**Task goal**: The response should contain all of the records, copied exactly, and none of the images.

____________

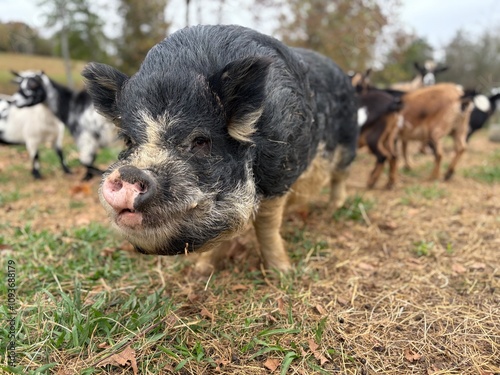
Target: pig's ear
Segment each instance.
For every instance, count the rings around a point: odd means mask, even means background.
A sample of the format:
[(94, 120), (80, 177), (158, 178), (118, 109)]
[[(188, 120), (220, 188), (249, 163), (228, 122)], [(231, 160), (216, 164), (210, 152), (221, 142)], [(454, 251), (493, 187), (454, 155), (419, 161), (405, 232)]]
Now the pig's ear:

____________

**Task output**:
Target: pig's ear
Segment each instance.
For every instance, count the rings around a point: odd means mask, even means background.
A sample of the format:
[(94, 120), (80, 177), (158, 178), (118, 109)]
[[(188, 120), (220, 188), (249, 163), (228, 122)], [(231, 160), (216, 164), (210, 152), (221, 142)], [(454, 251), (493, 187), (454, 155), (419, 161), (405, 232)]]
Now the pig's ear:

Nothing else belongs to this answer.